PROVIDED PASSAGE:

So, how does she feel?  How does Mary Ann feel?  How does she feel that she needs to push a button to be able to do the simplest of things?  I asked her.  Understand, Mary Ann does not talk about feelings.  Mary Ann doesn’t talk much at all.  It is often hard for her to gather her thoughts and put them into words.  In fact, sometimes she is convinced that she has said what she was thinking when nothing at all has come out of her mouth.   She wonders why I am asking her again. 

How does she feel?  One of my jobs is to determine what she is feeling by assessing the elements of the situation, by remembering how she has reacted in past to similar circumstances, by looking at her face, by noticing her body movements, trying to find my way to what she is thinking, but not saying. 

How does she feel?  This time I just asked her.  I asked her how she feels when she presses the button.  It was apparent that she was trying to think of a way to respond but struggling to get to the thought and the words.  I formed the words for her so that she could answer yes or no.

(Stored data)
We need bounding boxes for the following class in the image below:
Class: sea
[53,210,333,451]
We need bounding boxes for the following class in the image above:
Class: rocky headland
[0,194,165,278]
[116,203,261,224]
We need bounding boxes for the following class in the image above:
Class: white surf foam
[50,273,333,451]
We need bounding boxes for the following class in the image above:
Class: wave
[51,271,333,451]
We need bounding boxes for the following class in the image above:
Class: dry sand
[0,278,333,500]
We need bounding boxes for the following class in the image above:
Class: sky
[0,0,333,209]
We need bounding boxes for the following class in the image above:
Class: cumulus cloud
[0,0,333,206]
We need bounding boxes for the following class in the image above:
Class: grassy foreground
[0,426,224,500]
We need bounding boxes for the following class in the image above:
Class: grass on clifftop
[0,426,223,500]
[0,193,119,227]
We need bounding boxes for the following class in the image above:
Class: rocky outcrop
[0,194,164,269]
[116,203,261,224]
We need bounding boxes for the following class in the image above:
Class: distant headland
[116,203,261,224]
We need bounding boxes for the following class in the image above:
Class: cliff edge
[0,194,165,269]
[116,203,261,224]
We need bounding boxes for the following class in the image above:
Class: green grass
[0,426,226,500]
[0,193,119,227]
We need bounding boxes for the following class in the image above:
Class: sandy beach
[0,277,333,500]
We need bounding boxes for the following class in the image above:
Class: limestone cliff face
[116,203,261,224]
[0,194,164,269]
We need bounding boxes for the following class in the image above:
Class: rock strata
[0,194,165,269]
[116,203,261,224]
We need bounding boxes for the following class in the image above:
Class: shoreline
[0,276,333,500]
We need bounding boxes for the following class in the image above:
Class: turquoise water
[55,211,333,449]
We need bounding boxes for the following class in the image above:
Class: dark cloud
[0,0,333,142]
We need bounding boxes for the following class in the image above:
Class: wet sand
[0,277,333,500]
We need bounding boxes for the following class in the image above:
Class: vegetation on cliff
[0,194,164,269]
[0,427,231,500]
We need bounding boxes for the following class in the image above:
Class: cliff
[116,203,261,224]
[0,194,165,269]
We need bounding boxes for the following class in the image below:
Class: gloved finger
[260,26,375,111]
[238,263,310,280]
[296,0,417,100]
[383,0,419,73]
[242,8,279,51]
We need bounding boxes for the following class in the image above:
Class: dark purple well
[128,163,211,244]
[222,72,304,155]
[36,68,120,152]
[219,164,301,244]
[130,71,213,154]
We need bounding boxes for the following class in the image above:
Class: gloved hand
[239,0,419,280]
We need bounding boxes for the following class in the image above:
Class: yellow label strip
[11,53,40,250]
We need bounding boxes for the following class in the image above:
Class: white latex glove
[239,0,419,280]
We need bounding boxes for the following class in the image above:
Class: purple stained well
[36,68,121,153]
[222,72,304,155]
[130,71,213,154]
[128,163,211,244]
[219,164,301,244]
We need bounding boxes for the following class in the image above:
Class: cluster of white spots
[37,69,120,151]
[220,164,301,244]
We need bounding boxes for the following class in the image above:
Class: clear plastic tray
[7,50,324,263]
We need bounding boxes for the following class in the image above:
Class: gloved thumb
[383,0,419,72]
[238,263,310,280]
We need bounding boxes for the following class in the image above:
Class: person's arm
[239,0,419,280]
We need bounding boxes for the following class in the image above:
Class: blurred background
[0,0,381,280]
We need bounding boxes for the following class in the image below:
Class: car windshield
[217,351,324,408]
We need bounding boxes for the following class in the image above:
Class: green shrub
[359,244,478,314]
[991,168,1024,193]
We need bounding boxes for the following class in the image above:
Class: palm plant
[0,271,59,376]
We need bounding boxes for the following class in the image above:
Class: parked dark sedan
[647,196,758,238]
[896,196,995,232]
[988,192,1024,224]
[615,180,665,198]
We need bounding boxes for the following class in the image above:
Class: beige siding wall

TASKS AND EXERCISES:
• A. Decide whether each statement agrees with the passage about Mary Ann: (i) Mary Ann talks a great deal; (ii) Mary Ann sometimes believes she has spoken when she has said nothing; (iii) the writer phrased the question so Mary Ann could reply with yes or no. For each, answer yes or no and quote the words of the passage that settle it.
• B. Write the next part of the passage about Mary Ann, picking up right after its final sentence.
The items aren't needed here.

TASK-BY-TASK ANSWERS:
• A.
(i) No: "Mary Ann doesn’t talk much at all."
(ii) Yes: "sometimes she is convinced that she has said what she was thinking when nothing at all has come out of her mouth."
(iii) Yes: "I formed the words for her so that she could answer yes or no."

• B.
One of our barriers to communication is my unceasing need to ask either/or questions.  “Do you want a Turkey and Provolone sandwich, left over pasta, or scrambled eggs for lunch?”  “Yes.” she responds.   “Which?” I say.  Her next response?  Silence.  Was her “yes” to the first of the three, just a little late in coming?  Was her “yes” to the last one of the three?  Actually, she is bored with the default lunch setting, Turkey and Provolone, Fritos and a Pepsi.  Leftovers are by definition unfit for current consumption and an offense to Mary Ann’s palate.  It must be the scrambled eggs — my last choice since it means actually using a major kitchen appliance (the one with burners and knobs rather than the one with the little door and buttons). 

I read a book called LIfe in the Balance, by Dr. Thomas Graboys.  He has Parkinson’s and is moving into Parkinson’s Disease Dementia (a Lewy Body Dementia).  Some parts of his book could have been written by Mary Ann.  The part that sticks firmly in my mind is his description of trying to communicate.  He struggles to find the words, put them together, and get them out of his mouth before the time has long since passed for his reply to be relevant to the conversation. 

I have learned that communication works best when the question is a yes or no question.  I have learned that trying to intuit what she is thinking, then saying the words and asking, “Is that what you mean?” allows at least the possibility of finding our way to the thought in her mind that is seeking release.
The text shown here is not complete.